<<<<
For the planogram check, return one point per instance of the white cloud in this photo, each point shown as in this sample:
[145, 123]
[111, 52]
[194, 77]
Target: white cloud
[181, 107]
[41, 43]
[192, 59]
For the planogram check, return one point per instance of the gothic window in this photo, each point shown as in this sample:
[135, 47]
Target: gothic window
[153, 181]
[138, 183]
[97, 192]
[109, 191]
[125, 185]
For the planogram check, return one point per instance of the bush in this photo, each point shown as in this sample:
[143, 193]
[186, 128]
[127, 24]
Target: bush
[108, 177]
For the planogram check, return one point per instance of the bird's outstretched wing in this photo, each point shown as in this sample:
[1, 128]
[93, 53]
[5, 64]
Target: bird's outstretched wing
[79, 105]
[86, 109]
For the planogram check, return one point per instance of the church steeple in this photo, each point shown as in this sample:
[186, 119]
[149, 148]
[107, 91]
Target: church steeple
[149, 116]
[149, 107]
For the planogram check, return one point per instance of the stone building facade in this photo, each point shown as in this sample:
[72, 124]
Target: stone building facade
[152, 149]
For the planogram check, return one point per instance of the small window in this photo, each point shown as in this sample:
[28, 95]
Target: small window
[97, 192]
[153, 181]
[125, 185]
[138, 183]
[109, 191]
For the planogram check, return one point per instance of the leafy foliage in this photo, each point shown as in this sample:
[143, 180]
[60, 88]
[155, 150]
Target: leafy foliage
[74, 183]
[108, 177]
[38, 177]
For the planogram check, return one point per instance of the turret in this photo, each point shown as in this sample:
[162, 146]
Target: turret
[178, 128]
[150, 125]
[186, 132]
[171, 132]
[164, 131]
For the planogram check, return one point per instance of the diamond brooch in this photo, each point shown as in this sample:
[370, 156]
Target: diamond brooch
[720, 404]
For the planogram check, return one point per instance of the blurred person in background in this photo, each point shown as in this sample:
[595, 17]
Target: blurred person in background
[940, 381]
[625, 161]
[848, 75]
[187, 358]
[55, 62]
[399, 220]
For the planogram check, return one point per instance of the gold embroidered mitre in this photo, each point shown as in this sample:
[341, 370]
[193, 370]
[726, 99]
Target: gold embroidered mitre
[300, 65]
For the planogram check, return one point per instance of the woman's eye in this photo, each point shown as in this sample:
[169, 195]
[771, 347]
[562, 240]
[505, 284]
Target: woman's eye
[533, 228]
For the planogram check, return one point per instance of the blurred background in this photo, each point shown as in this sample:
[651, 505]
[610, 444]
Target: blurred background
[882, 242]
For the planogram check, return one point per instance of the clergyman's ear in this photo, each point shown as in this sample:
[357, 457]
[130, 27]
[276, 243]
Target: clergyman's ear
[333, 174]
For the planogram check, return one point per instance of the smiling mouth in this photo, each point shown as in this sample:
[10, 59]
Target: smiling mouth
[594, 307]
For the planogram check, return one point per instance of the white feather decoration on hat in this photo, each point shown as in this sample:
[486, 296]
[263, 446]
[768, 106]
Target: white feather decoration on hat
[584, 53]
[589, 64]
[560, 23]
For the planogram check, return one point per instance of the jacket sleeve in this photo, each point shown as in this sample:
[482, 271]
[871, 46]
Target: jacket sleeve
>>>>
Over all the entries, say how many lines hold the string "jacket". The reply is the number alone.

# WORKED SOLUTION:
2